■ What you need to do
Line count for the string "ceiling" in the records below: report that figure and nothing else.

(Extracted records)
++++++++++

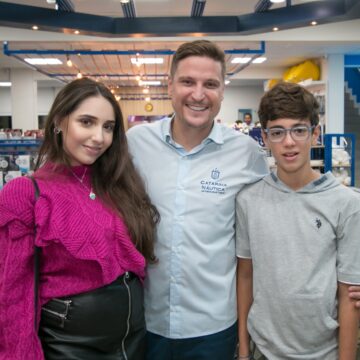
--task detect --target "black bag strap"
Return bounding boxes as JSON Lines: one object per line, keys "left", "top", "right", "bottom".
{"left": 28, "top": 176, "right": 41, "bottom": 330}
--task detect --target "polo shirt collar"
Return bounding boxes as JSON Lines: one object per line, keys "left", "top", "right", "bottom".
{"left": 162, "top": 116, "right": 224, "bottom": 147}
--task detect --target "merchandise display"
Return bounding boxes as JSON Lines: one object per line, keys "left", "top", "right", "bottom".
{"left": 324, "top": 133, "right": 356, "bottom": 186}
{"left": 0, "top": 138, "right": 41, "bottom": 189}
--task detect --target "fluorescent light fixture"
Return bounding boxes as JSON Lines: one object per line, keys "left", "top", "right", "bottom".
{"left": 252, "top": 57, "right": 267, "bottom": 63}
{"left": 120, "top": 0, "right": 130, "bottom": 3}
{"left": 270, "top": 0, "right": 285, "bottom": 3}
{"left": 139, "top": 80, "right": 161, "bottom": 86}
{"left": 24, "top": 58, "right": 62, "bottom": 65}
{"left": 0, "top": 82, "right": 11, "bottom": 87}
{"left": 231, "top": 57, "right": 251, "bottom": 64}
{"left": 131, "top": 58, "right": 164, "bottom": 65}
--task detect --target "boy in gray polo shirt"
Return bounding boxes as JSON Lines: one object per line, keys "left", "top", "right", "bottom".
{"left": 236, "top": 82, "right": 360, "bottom": 360}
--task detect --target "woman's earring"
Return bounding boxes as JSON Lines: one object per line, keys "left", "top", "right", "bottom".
{"left": 54, "top": 127, "right": 61, "bottom": 134}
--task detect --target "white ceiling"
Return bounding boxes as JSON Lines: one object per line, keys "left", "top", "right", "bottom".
{"left": 0, "top": 0, "right": 359, "bottom": 91}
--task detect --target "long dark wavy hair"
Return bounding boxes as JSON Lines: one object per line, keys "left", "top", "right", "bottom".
{"left": 36, "top": 78, "right": 159, "bottom": 262}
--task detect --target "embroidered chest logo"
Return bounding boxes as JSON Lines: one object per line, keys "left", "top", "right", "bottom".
{"left": 200, "top": 168, "right": 227, "bottom": 195}
{"left": 315, "top": 218, "right": 322, "bottom": 229}
{"left": 211, "top": 168, "right": 220, "bottom": 180}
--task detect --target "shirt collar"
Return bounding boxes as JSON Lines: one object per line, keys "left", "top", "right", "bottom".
{"left": 162, "top": 115, "right": 224, "bottom": 147}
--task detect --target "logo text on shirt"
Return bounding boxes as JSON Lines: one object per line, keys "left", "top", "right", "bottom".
{"left": 200, "top": 169, "right": 227, "bottom": 194}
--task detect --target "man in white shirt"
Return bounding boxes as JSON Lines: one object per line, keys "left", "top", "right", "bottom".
{"left": 127, "top": 40, "right": 268, "bottom": 360}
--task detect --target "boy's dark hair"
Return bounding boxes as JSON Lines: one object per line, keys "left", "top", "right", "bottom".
{"left": 170, "top": 40, "right": 226, "bottom": 80}
{"left": 258, "top": 82, "right": 319, "bottom": 128}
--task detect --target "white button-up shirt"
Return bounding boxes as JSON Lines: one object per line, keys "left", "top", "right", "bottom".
{"left": 127, "top": 118, "right": 269, "bottom": 338}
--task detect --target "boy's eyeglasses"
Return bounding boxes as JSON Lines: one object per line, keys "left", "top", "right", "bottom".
{"left": 264, "top": 125, "right": 315, "bottom": 143}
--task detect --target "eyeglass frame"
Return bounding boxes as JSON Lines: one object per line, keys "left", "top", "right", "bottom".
{"left": 263, "top": 125, "right": 316, "bottom": 143}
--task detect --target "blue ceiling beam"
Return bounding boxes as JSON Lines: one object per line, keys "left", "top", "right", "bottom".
{"left": 0, "top": 0, "right": 358, "bottom": 37}
{"left": 3, "top": 41, "right": 265, "bottom": 56}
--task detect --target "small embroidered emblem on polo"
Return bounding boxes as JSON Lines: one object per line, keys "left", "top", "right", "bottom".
{"left": 315, "top": 218, "right": 322, "bottom": 229}
{"left": 211, "top": 168, "right": 220, "bottom": 180}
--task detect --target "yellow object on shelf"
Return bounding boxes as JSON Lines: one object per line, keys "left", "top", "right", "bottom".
{"left": 283, "top": 60, "right": 320, "bottom": 83}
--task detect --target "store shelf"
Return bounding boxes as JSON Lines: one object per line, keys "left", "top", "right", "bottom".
{"left": 0, "top": 139, "right": 42, "bottom": 189}
{"left": 324, "top": 133, "right": 355, "bottom": 186}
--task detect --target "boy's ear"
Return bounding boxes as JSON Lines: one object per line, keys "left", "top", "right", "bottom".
{"left": 311, "top": 125, "right": 321, "bottom": 146}
{"left": 261, "top": 129, "right": 269, "bottom": 148}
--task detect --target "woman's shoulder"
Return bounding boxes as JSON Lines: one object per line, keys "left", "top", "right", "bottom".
{"left": 0, "top": 176, "right": 36, "bottom": 228}
{"left": 1, "top": 176, "right": 35, "bottom": 206}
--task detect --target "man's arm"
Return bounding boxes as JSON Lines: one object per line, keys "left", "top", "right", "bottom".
{"left": 348, "top": 286, "right": 360, "bottom": 309}
{"left": 338, "top": 282, "right": 360, "bottom": 360}
{"left": 237, "top": 258, "right": 253, "bottom": 359}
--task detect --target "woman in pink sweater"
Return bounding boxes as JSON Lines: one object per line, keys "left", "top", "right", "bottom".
{"left": 0, "top": 78, "right": 159, "bottom": 359}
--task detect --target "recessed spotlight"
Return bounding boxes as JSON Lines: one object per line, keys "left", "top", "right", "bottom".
{"left": 74, "top": 30, "right": 80, "bottom": 35}
{"left": 311, "top": 21, "right": 317, "bottom": 26}
{"left": 32, "top": 25, "right": 38, "bottom": 30}
{"left": 273, "top": 27, "right": 279, "bottom": 31}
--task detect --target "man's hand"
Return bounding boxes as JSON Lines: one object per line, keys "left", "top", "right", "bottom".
{"left": 348, "top": 286, "right": 360, "bottom": 308}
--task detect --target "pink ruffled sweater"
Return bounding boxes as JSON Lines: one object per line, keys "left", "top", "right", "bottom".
{"left": 0, "top": 164, "right": 145, "bottom": 359}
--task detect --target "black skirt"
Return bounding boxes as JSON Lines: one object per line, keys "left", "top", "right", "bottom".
{"left": 39, "top": 272, "right": 145, "bottom": 360}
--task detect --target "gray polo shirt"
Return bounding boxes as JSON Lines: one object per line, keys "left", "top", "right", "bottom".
{"left": 236, "top": 172, "right": 360, "bottom": 359}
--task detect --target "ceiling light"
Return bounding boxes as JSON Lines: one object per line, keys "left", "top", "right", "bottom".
{"left": 252, "top": 57, "right": 267, "bottom": 63}
{"left": 273, "top": 27, "right": 279, "bottom": 31}
{"left": 74, "top": 30, "right": 80, "bottom": 34}
{"left": 32, "top": 25, "right": 38, "bottom": 30}
{"left": 225, "top": 80, "right": 230, "bottom": 85}
{"left": 0, "top": 82, "right": 11, "bottom": 87}
{"left": 115, "top": 95, "right": 121, "bottom": 101}
{"left": 139, "top": 80, "right": 161, "bottom": 86}
{"left": 120, "top": 0, "right": 136, "bottom": 18}
{"left": 191, "top": 0, "right": 206, "bottom": 17}
{"left": 145, "top": 97, "right": 151, "bottom": 102}
{"left": 143, "top": 88, "right": 149, "bottom": 94}
{"left": 231, "top": 57, "right": 251, "bottom": 64}
{"left": 270, "top": 0, "right": 285, "bottom": 3}
{"left": 46, "top": 0, "right": 56, "bottom": 3}
{"left": 311, "top": 21, "right": 317, "bottom": 26}
{"left": 24, "top": 58, "right": 62, "bottom": 65}
{"left": 135, "top": 75, "right": 141, "bottom": 81}
{"left": 77, "top": 71, "right": 83, "bottom": 79}
{"left": 66, "top": 56, "right": 73, "bottom": 67}
{"left": 131, "top": 58, "right": 164, "bottom": 65}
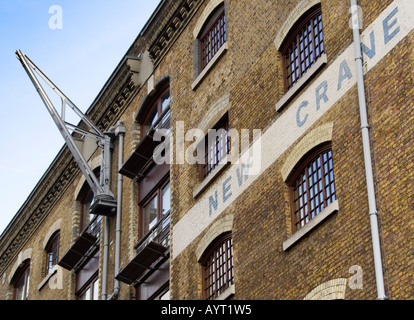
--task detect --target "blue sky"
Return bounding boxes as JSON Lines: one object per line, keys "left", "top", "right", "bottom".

++++++++++

■ Solution for this task
3